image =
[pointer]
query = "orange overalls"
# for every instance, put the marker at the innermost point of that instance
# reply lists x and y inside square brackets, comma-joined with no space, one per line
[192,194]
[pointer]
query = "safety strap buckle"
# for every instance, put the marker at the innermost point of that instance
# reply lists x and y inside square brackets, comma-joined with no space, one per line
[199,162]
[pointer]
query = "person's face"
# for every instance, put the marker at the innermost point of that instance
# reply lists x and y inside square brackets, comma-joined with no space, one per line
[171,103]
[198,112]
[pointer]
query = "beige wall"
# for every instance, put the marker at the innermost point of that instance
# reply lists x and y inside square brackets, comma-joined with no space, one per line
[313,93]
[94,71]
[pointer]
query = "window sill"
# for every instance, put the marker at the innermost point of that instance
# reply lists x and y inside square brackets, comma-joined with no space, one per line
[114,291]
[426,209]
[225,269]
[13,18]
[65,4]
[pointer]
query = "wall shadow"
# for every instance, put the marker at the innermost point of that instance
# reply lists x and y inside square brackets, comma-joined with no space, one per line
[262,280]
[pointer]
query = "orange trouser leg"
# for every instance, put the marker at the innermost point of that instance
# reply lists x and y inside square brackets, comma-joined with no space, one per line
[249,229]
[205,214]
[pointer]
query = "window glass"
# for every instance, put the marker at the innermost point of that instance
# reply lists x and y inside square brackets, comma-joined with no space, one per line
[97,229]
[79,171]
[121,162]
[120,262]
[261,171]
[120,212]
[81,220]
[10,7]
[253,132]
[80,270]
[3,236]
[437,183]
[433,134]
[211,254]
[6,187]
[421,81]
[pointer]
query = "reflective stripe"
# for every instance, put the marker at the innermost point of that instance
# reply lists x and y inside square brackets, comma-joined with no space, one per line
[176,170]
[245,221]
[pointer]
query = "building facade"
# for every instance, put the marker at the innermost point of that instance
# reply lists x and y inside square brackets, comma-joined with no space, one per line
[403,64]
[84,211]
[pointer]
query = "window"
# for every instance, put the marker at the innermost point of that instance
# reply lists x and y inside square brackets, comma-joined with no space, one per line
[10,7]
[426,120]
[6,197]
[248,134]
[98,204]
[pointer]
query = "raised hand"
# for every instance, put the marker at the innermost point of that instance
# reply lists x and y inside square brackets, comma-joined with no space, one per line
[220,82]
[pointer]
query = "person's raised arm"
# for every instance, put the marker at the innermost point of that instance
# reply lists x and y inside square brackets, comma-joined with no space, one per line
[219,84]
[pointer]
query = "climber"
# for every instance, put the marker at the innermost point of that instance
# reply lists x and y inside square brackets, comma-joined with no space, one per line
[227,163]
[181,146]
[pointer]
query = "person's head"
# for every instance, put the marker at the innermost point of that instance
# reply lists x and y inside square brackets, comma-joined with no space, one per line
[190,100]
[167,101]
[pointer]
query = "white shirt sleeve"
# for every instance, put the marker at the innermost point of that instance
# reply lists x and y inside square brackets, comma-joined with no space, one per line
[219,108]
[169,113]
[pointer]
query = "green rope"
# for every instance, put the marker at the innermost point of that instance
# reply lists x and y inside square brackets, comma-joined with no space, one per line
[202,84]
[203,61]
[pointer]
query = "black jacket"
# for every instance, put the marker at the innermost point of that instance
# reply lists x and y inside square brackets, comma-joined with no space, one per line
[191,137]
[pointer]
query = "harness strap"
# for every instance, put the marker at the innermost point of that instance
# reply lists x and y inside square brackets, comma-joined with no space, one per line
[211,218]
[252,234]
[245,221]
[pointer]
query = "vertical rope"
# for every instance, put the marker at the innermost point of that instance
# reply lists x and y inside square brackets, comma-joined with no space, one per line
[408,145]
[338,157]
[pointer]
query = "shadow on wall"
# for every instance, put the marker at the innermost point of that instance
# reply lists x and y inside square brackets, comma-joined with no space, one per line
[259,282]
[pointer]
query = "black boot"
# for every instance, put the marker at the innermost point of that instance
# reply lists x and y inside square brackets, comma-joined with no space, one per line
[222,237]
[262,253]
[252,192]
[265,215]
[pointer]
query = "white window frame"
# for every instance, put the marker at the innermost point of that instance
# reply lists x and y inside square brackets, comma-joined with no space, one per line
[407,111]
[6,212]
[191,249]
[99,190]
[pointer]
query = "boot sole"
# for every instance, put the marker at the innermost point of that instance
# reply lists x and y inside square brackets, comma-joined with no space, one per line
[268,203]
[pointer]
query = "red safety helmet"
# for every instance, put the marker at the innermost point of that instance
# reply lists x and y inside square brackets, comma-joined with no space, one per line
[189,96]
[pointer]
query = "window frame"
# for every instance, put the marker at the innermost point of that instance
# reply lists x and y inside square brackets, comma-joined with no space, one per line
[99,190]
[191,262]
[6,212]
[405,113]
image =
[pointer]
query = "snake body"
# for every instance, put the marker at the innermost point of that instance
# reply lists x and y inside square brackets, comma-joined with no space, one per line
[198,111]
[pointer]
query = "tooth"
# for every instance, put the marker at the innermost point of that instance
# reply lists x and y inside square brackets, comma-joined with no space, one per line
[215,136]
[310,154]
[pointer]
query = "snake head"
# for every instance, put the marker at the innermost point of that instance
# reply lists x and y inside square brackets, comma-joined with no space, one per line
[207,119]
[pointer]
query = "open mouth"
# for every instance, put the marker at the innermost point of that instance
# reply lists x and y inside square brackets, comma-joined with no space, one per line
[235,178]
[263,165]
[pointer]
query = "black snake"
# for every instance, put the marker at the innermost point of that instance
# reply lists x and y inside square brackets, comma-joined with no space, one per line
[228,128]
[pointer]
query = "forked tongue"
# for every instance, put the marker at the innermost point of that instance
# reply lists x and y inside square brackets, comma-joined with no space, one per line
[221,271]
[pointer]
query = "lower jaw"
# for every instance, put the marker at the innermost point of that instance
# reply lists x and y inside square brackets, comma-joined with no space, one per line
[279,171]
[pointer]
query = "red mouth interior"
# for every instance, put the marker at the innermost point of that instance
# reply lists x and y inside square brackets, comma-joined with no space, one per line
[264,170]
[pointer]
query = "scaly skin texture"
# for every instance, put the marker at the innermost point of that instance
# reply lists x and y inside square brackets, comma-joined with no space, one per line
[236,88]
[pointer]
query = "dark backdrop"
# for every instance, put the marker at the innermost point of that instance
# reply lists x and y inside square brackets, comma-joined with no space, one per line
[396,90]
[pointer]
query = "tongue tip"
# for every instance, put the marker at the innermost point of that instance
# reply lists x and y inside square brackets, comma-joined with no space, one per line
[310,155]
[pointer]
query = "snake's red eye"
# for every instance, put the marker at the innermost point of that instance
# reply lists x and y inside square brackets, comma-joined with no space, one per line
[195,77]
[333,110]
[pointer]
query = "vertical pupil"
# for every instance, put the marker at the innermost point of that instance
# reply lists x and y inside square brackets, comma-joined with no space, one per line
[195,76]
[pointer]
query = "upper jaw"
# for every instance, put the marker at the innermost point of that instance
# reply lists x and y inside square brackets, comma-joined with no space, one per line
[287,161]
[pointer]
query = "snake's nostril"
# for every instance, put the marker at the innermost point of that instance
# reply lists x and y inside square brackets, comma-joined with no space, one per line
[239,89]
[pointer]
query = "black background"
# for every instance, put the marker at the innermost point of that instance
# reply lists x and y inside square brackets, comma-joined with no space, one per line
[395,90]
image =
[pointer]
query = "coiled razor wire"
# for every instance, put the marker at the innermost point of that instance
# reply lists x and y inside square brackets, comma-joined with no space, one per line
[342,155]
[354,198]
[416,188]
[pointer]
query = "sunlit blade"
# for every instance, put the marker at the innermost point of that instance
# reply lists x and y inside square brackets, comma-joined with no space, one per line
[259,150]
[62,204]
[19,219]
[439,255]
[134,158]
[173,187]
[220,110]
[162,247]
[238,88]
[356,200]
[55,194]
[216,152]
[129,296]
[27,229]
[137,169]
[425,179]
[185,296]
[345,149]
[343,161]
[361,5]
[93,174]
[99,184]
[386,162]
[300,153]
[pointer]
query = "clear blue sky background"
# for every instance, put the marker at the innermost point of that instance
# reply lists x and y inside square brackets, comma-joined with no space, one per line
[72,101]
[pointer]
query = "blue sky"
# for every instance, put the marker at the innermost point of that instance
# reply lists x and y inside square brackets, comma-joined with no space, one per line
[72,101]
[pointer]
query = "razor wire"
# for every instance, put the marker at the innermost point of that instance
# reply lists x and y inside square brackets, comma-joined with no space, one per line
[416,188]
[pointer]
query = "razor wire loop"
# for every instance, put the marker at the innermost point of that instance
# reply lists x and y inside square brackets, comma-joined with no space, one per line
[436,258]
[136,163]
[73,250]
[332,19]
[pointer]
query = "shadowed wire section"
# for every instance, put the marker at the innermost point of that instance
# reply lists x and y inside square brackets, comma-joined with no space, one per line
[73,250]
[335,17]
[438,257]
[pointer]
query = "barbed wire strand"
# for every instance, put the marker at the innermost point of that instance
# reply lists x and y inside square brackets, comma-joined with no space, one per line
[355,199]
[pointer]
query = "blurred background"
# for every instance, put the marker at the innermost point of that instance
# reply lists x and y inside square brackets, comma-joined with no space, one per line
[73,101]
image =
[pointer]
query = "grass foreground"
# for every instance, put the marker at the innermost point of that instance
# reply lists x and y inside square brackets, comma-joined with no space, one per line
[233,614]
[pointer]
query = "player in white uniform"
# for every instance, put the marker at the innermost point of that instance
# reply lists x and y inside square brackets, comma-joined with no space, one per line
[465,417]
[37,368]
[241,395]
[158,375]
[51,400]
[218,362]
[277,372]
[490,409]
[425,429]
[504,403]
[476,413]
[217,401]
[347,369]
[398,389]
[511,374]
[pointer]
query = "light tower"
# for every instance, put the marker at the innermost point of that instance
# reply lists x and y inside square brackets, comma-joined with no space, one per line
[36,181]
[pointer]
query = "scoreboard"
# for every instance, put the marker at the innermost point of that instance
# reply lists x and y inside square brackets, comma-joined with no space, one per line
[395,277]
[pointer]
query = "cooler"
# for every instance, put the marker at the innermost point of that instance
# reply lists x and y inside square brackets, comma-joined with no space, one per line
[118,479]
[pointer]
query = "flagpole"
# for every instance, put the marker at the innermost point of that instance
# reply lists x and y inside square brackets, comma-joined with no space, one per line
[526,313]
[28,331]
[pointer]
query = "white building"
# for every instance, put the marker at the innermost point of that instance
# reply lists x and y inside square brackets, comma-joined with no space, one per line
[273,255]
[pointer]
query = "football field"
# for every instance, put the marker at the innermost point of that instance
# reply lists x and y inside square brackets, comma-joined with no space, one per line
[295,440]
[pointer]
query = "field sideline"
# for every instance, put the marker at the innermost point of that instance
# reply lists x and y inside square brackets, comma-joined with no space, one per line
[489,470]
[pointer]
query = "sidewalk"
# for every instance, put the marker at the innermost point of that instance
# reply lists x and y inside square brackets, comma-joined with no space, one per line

### Instructions to follow:
Each line of the entries holding the string "head" should be found and copied.

### Task output:
query = "person's head"
query = "snake head"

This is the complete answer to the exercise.